## [Supplied entries]

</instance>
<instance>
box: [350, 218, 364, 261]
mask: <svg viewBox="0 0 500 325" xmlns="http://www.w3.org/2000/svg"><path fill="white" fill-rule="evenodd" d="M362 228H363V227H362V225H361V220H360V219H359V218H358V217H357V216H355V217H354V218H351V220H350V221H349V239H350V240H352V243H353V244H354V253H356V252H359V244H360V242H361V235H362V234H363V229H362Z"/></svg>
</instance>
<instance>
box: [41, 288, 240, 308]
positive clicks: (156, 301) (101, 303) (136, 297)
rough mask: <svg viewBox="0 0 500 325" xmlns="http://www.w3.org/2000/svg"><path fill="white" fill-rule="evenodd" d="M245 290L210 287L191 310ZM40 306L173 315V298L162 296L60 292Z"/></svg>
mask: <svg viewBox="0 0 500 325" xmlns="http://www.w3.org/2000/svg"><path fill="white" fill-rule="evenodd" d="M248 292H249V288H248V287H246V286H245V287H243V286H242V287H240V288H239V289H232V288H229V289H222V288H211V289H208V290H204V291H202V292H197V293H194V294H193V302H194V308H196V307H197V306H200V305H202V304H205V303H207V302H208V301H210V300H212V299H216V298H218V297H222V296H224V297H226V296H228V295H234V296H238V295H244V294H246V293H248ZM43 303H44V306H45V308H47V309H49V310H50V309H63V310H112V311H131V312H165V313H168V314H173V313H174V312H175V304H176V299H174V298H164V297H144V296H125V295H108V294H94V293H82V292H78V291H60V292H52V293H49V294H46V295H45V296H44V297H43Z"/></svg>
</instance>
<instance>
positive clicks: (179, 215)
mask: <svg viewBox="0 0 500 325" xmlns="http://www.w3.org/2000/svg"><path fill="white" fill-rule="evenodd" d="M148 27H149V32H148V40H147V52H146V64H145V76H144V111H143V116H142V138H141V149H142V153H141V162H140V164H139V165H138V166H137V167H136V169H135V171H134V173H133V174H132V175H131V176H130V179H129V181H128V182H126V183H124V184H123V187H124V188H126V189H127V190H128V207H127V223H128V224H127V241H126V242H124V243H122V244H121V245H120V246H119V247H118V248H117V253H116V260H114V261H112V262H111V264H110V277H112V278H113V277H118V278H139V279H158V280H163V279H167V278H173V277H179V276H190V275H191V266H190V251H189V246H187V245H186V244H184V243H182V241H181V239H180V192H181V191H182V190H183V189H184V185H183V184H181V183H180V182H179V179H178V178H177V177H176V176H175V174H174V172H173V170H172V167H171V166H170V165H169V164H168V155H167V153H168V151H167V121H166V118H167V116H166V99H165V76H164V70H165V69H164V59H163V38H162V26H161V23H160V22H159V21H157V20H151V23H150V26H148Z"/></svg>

## [What to do]
What is needed is an exact copy of all the records above.

## [Result of the task]
</instance>
<instance>
box: [350, 218, 364, 261]
mask: <svg viewBox="0 0 500 325" xmlns="http://www.w3.org/2000/svg"><path fill="white" fill-rule="evenodd" d="M362 228H363V227H362V225H361V220H360V219H359V218H358V217H357V216H355V217H354V218H351V220H350V221H349V239H350V240H352V243H353V244H354V253H356V252H359V244H360V242H361V235H362V234H363V229H362Z"/></svg>
</instance>
<instance>
box: [41, 288, 240, 308]
positive clicks: (156, 301) (101, 303) (136, 297)
rough mask: <svg viewBox="0 0 500 325" xmlns="http://www.w3.org/2000/svg"><path fill="white" fill-rule="evenodd" d="M245 290L210 287L191 310ZM40 306L173 315V298L162 296L60 292Z"/></svg>
mask: <svg viewBox="0 0 500 325" xmlns="http://www.w3.org/2000/svg"><path fill="white" fill-rule="evenodd" d="M248 292H249V288H248V287H246V286H245V287H243V286H242V287H240V288H239V289H232V288H229V289H222V288H211V289H208V290H204V291H202V292H197V293H194V294H193V302H194V308H196V307H197V306H200V305H202V304H205V303H207V302H208V301H210V300H212V299H216V298H218V297H222V296H224V297H226V296H228V295H234V296H238V295H244V294H246V293H248ZM43 303H44V306H45V308H47V309H49V310H50V309H63V310H112V311H131V312H165V313H168V314H173V313H174V312H175V304H176V299H174V298H164V297H144V296H125V295H108V294H94V293H82V292H78V291H60V292H52V293H49V294H46V295H45V296H44V297H43Z"/></svg>
</instance>
<instance>
positive clicks: (179, 215)
mask: <svg viewBox="0 0 500 325" xmlns="http://www.w3.org/2000/svg"><path fill="white" fill-rule="evenodd" d="M148 27H149V32H148V40H147V52H146V64H145V76H144V111H143V116H142V138H141V149H142V153H141V162H140V164H139V165H138V166H137V167H136V169H135V171H134V173H133V174H132V175H131V176H130V179H129V181H128V182H126V183H124V184H123V187H124V188H126V189H127V190H128V207H127V223H128V224H127V241H126V242H124V243H122V244H121V245H120V246H119V247H118V248H117V253H116V260H114V261H112V262H111V264H110V277H112V278H113V277H118V278H139V279H158V280H163V279H167V278H173V277H179V276H190V275H191V266H190V251H189V246H187V245H186V244H184V243H182V241H181V239H180V192H181V191H182V190H183V189H184V185H183V184H181V183H180V182H179V179H178V178H177V177H176V176H175V174H174V172H173V170H172V167H171V166H170V165H169V164H168V155H167V153H168V151H167V121H166V118H167V116H166V99H165V76H164V70H165V69H164V59H163V38H162V26H161V23H160V22H159V21H157V20H151V23H150V26H148Z"/></svg>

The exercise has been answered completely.